**Task prompt**. Please return all of the data below verbatim, line for line, but leave the pictures out of your answer.

**Entries supplied**.
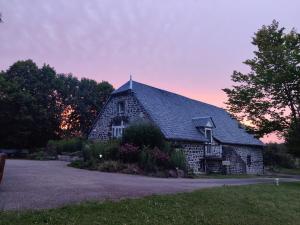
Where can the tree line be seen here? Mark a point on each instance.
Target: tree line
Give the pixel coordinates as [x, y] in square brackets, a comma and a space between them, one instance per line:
[38, 104]
[269, 95]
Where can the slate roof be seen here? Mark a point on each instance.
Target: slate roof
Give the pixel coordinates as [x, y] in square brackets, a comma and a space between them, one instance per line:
[200, 122]
[173, 113]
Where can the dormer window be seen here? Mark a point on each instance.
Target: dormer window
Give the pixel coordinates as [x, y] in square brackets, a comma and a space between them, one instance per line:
[205, 125]
[121, 107]
[118, 130]
[208, 134]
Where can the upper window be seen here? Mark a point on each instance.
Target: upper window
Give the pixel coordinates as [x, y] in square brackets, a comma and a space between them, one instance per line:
[248, 160]
[208, 134]
[118, 130]
[121, 107]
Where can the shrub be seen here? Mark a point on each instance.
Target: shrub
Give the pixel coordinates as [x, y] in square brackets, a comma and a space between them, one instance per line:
[160, 158]
[178, 160]
[108, 150]
[111, 166]
[144, 134]
[276, 155]
[65, 145]
[129, 153]
[146, 160]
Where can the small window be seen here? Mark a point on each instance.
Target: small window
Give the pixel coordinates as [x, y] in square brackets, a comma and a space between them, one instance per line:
[208, 134]
[121, 107]
[117, 131]
[248, 160]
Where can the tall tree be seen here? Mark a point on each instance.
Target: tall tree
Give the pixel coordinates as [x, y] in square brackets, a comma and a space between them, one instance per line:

**Task output**.
Where can the tree line be seen here? Mark a point on each instance.
Target: tree line
Give the pixel coordinates as [x, y] in square brackets, a comma and a space between them, one instance per line:
[38, 104]
[269, 95]
Where can the slate roof be seen here? Mark a point on each instance.
Target: slate roof
Give the pixel coordinates as [x, y] in square brackets, a comma and a space between them, one instance per line:
[200, 122]
[173, 113]
Where can the dormer window be seen here? Mark a point on each instance.
Target: dormer window
Give the pixel coordinates as [x, y] in square brackets, a comma and a space between them, one instance per line:
[205, 125]
[121, 107]
[118, 130]
[208, 134]
Where can the upper window be seen here? Mark a point on each instance.
Target: upper window
Give the pixel coordinates as [x, y] in square brackets, a comma and a space between them, one instance per line:
[248, 160]
[208, 134]
[118, 130]
[121, 107]
Where can the shrub be seen here? Mark a point on each instance.
Target: shrub
Give the pixel coordinates as [x, y] in square brackets, a comma and a space between them, one instance per line:
[160, 158]
[178, 160]
[108, 150]
[111, 166]
[144, 134]
[276, 155]
[65, 145]
[129, 153]
[146, 160]
Where can the small window be seen here? Mark a point on each instance.
Target: small window
Give the pixel coordinates as [x, y] in square brackets, a comma and a space between them, one instance per line:
[208, 134]
[121, 107]
[117, 131]
[248, 160]
Where can the tall tree be seen here? Mark a point on each instance.
Target: tall tree
Give the pixel coordinates as [x, y] in square brackets, a comma and a space between them, one instance per line:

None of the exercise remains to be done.